Como anunciábamos, el dominio de las sombras por parte del pintor queda claro en “Vieja espulgando a un niño” (entre 1670 y 1675). En esta ocasión, Murillo retorna a una estética cercana al tenebrismo para hacer gala una vez más de su prodigiosa facilidad para captar el movimiento, de modo que prácticamente resulta imposible contemplar el cuadro durante unos segundos sin sentir la ilusión de que en realidad estamos presenciando una secuencia de cine. Por mucho que la acción reflejada pueda indicarnos que el pintor vuelve a llamar la atención sobre la situación de gran parte de la infancia española de la época, una observación detallada nos revelará que el niño del cuadro está muy lejos de la escasez. Tanto él como la mujer que lo cuida van vestidos como era habitual entonces, sin roturas ni mucho menos harapos. El flamante, aunque escaso, menaje de la vivienda, así como el adorno que porta el perro en el cuello ―un perro de compañía, por otra parte―, nos indica que nos hallamos ante una familia de posición tirando a desahogada, posiblemente por el trabajo de la mujer como hilandera ―una vez más, se incluye un huso en primer plano―. El hecho de que el niño tenga piojos no supone ningún signo de pobreza, sino que se trataba de la triste norma. Refranes en desuso como “Niño con piojos, más sano” nos informan de que en aquellos se consideraba que esos insectos asquerosos no eran tontos y, por lo tanto, atacaban con preferencia a los más fuertes, con lo que sufrirlos no constituiría sino un signo de salud.
Prácticamente el mismo análisis puede hacerse de uno de los últimos ejemplos que brindó Murillo sobre este género, “Niños jugando a los dados” (entre 1670 y 1675), en el que podemos encontrar de todo menos penurias. A pesar de que en un primer momento nos pueda parecer que volvemos a los harapos, una visión más calmada nos demuestra que sus ropas están en buen estado y que sus cuerpos aparecen bien nutridos. Si se nos presentan semidesnudos, no es debido a que no pudiesen taparse si lo deseaban, sino a los rigores del clima sevillano. Tal y como habremos visto hacer miles de veces a niños actuales ―más guiados por la gula que por el hambre―, uno de los personajes, seguramente el hermano menor de alguno de los jugadores, mordisquea despreocupadamente un trozo de pan mientras los otros dos se divierten sin prestarle atención y un perrito bien alimentado aguarda que se le caiga alguna migaja. El único signo de pobreza que podríamos detectar se encuentra en la suela partida del niño que espera su turno para lanzar los dados; no obstante, como puede atestiguar cualquier padre, se trata de un desperfecto absolutamente normal en quien dedica su vida a correr y a jugar. Desde luego, no nos hallamos ante un niño de la alta sociedad, pero el mero hecho de que porte zapatos ya nos indica que su situación no es ni mucho menos desesperada. De nuevo encontramos un pequeño bodegón en primer plano, en esta ocasión compuesto por una cesta de membrillos y un cántaro volcado, que además de cumplir su función perspectiva habitual, sirve de punto de confluencia a las líneas de fuerza del cuadro y marca la orientación del foco de luz ―fácilmente identificable, pues deja en la sombra al niño del medio mientras incide directamente sobre los dos más adelantados―. Si bien su composición puede dar lugar a muchas interpretaciones, no parece probable que Murillo desease incluir un mensaje simbolista acerca de las veleidades de la fortuna, sino simplemente componer un cuadro vistoso para su venta. La presencia de unas cuantas monedas delante de los jugadores nos saca definitivamente de dudas al indicarnos que pueden permitirse el lujo, no sólo de perder el tiempo con estos entretenimientos, sino incluso de apostar.
§ §
#### [PROBLEMA BREVE 1]
Según el fragmento sobre Murillo, ¿de qué se compone el pequeño bodegón en primer plano de "Niños jugando a los dados"?
#### [PROBLEMA BREVE 2]
Convierte en una lista breve el párrafo del fragmento que comienza con "Como anunciábamos, el dominio de las sombras", y conserva sus datos principales.
#### [PROBLEMA BREVE 3]
Prosigue el fragmento sobre los cuadros de Murillo a partir de su última oración.
El material no interviene en esta actividad.

#### [DATOS APORTADOS]
§ §
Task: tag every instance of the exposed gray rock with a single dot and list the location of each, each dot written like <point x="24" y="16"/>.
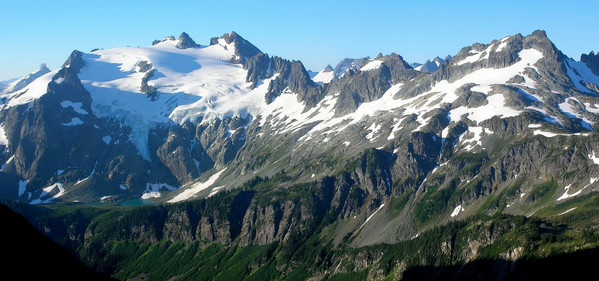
§ §
#### [RESULTADO 1]
Se compone de una cesta de membrillos y un cántaro volcado.

#### [RESULTADO 2]
- En "Vieja espulgando a un niño" (entre 1670 y 1675), Murillo vuelve a una estética cercana al tenebrismo. La obra muestra su dominio de las sombras y su facilidad para captar el movimiento.
- La escena puede parecer una alusión a la infancia pobre de la época, pero el niño no vive en la escasez: él y la mujer van vestidos sin roturas ni harapos.
- El menaje de la vivienda y el adorno del perro de compañía señalan una familia de posición algo desahogada. Esa posición se debería quizá al trabajo de la mujer como hilandera, indicado por el huso en primer plano.
- Tener piojos no era signo de pobreza, sino la norma. Refranes como "Niño con piojos, más sano" muestran la creencia de que atacaban a los más fuertes, por lo que se veían como signo de salud.

#### [RESULTADO 3]
La diferencia entre el “Niño espulgándose” y estos pequeños tahúres es palmaria. ¿Significa eso que la economía española mejoró sensiblemente en las tres décadas que separan ambas obras? Los datos históricos no parecen indicar tal cosa, ya que la espiral de impagos de deuda había ido adquiriendo tintes diabólicos. En cualquier caso, la práctica inexistencia de gasto social hacía que las dificultades monetarias de las arcas públicas apenas afectaran a la población común, de no ser por el eventual aumento de la presión fiscal. No parece probable tampoco que Murillo fuese adaptando su pintura al gusto de un público que demandara temas más plácidos, porque su verdadera fuente de ingresos no se hallaba en las obras profanas, sino en los encargos que recibía desde las órdenes religiosas, por lo que podía permitirse una libertad creativa prácticamente total cuando trataba motivos costumbristas. Más bien parece que Murillo fue cambiando su forma de percibir la infancia a medida que iban creciendo sus hijos. Su prisma va girando poco a poco desde la compasión o la preocupación hasta el simple placer por contemplar la sencilla alegría de los niños. En cierto modo, se puede decir que fue cambiando gradualmente su visión de padre denodado por la de abuelo cariñoso y permisivo.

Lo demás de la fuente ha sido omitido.